6.1. Charts¶
When you are dealing with a very small number of data points, its often easy to simply look and know something about what you’ve got. Let’s say you were playing a card game and you had five cards in your hand. Without too much effort you could look at your hand and tell me the most common suit. However, the more data you have the harder it gets to just look and then draw some kind of reasonable conclusion. Let’s say you could hold fifty cards in your hand. You would probably have to count them all to figure out the most common suit. Or rather than counting them, you could sort them into nice stacks and see which is the biggest. Fifty cards sorted into four nice stacks is a kind of summary of the data that may hide some of the detail, but helps you answer the question you are interested in. Good visualizations work the same way.
Visualizations are visual representations of data that are designed to make it easier to understand something about that data. They are a type of abstract representation and if they are done well they can be very powerful. However, it is also easy to do them poorly and to make something that is confusing or potentially misleading. Good visualizations should be clear and honest.
There are many many different types of visualizations with different strengths and weaknesses. Choosing the right visualization for your question can be challenging, so for now we are going to keep it simple and just talk about some key types of visualizations.
6.1.1. Chart Terminology¶
A chart is a fairly common type of data visualization. Charts are often 2-dimensional figures with a horizontal x-axis and a vertical y-axis. Data is represented on these two axes using graphical elements such as lines, bars, or individual markers. The x and y axes are typically labeled and marked with tick marks to help you understand what the axis is representing.
6.1.2. Bar Charts¶
Bar charts are good at representing differences between types of things. They typically plot different types of things (categories) along one axis and quantitative (numeric) variables along the other. For example, a bar chart of my typical cookie consumption for the week might list types of cookies on the x-axis (categories: chocolate chip, oatmeal, sugar cookie) and then represent the number of each kind of cookie I ate (quantitative data) as bars of different heights. The height of each bar would represent the quantity of cookies consumed as indicated on the y-axis.
It is important to realize that meanings of the bars can be very different. Those bars could represent the total number of calories in the cookies or my average mood following cookie consumption, instead of just number eaten. This is one reason that labeling your axis is important.
Important
Charts should be self-sufficient: They should include labeling and titles that are sufficient for understanding the data shown in the chart. A reader should not have to look anywhere else for an explanation of what each plotted item is supposed to mean.
Here’s a more serious bar chart. Let’s look at it and see what it is trying to communicate.

INFORMATION PROVIDED:
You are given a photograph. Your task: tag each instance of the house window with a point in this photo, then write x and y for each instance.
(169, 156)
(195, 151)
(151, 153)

WHAT THE TASK REQUIRES: Quote the passage on charts word for word, giving the stretch from "Visualizations are visual" through "clear and honest.". The lines here have nothing to do with the passage on charts.

ANSWER TO THIS TASK:
Visualizations are visual representations of data that are designed to make it easier to understand something about that data. They are a type of abstract representation and if they are done well they can be very powerful. However, it is also easy to do them poorly and to make something that is confusing or potentially misleading. Good visualizations should be clear and honest.